■ **Given instruction**: Output every row below as a numbered list, leaving out any blank lines.

■ **Records supplied**:
+ + + +

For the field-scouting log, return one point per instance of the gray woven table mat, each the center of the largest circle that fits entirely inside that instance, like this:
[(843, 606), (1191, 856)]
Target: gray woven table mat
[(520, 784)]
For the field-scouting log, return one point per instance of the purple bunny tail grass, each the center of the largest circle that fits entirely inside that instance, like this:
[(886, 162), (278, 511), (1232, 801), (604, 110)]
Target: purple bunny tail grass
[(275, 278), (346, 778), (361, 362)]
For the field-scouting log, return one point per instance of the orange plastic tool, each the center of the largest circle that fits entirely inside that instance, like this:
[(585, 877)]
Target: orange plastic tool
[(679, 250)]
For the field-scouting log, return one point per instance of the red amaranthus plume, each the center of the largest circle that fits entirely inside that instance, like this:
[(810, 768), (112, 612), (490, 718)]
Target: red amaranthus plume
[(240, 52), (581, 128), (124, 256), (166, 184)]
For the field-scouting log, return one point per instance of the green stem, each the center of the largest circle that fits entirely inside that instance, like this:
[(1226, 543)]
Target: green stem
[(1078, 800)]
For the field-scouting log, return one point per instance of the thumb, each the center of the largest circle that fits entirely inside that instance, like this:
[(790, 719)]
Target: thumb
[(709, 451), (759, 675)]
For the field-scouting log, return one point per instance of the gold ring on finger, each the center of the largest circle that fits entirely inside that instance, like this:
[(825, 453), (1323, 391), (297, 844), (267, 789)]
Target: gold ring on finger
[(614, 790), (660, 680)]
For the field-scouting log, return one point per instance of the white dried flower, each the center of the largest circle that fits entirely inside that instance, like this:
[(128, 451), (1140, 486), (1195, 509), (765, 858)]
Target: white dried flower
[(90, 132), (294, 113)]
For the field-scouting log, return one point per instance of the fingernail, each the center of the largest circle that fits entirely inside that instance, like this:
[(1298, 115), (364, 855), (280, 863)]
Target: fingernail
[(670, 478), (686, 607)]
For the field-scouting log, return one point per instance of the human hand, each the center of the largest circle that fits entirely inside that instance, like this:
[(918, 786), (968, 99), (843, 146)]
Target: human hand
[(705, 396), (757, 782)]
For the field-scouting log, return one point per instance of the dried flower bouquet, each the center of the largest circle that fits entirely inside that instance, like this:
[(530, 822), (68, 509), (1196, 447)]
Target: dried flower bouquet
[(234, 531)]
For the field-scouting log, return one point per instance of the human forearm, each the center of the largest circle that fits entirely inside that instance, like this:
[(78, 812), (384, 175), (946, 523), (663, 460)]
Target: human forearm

+ + + +

■ **Task answer**:
1. For the field-scouting log, return one point per instance of the gray woven table mat, each the center of the largest circle that fits entirely inside that instance, like this:
2. [(843, 606), (1191, 856)]
3. Target: gray woven table mat
4. [(520, 784)]
5. For the field-scouting log, return one point per instance of the purple bunny tail grass, each the center of the largest circle that fits entirely inside that instance, like this:
6. [(886, 162), (278, 511), (1232, 801), (604, 110)]
7. Target: purple bunny tail grass
8. [(275, 278), (346, 778), (361, 362)]
9. For the field-scouting log, return one point per instance of the orange plastic tool, each the center of the largest circle that fits entirely inside that instance, like this:
10. [(585, 877)]
11. Target: orange plastic tool
12. [(679, 250)]
13. For the field-scouting log, return one point per instance of the red amaranthus plume, each the center of the largest circle that fits entirely inside that instance, like this:
14. [(810, 768), (112, 612), (490, 718)]
15. Target: red amaranthus plume
16. [(240, 52), (581, 128), (124, 256), (166, 184)]
17. For the field-scouting log, return one point per instance of the green stem, each the center of the largest circle that fits entirely inside that instance, like this:
18. [(1226, 543)]
19. Target: green stem
20. [(1078, 800)]
21. For the field-scouting log, return one point per instance of the thumb, each the center of the largest circle that fits entirely inside that instance, like this:
22. [(790, 719)]
23. Target: thumb
24. [(709, 451), (759, 675)]
25. For the field-scouting log, return one point per instance of the gold ring on finger, each the center of the largest circle that fits entirely inside that instance, like this:
26. [(825, 453), (1323, 391), (297, 844), (267, 789)]
27. Target: gold ring on finger
28. [(614, 790), (660, 680)]
29. For the field-scouting log, return one point per instance of the white dried flower, each the center of the largest circle that fits entirely inside that instance, like this:
30. [(128, 451), (1140, 486), (1195, 509), (765, 858)]
31. Target: white dried flower
32. [(90, 132), (294, 113)]
33. For the field-scouting log, return one point per instance of the fingernail, each the center of the largest circle that fits entirely inside that instance, like this:
34. [(1298, 115), (364, 855), (280, 863)]
35. Target: fingernail
36. [(670, 478), (686, 607)]
37. For the field-scouting log, return one point per instance of the human hand, each the center of the largest circle that fits entirely inside that instance, like this:
38. [(918, 786), (968, 99), (843, 146)]
39. Target: human hand
40. [(705, 396), (757, 782)]
41. For the field-scouting log, return one point per instance of the dried flower bouquet, each the center of the largest circle that fits entirely inside that instance, like this:
42. [(530, 822), (68, 509), (1196, 447)]
43. Target: dried flower bouquet
44. [(234, 531)]
45. For the field-scouting log, return one point per instance of the human forearm, each the center of the largest circle that fits entirely inside that instance, like this:
46. [(78, 812), (384, 175), (946, 523), (663, 460)]
47. Target: human forearm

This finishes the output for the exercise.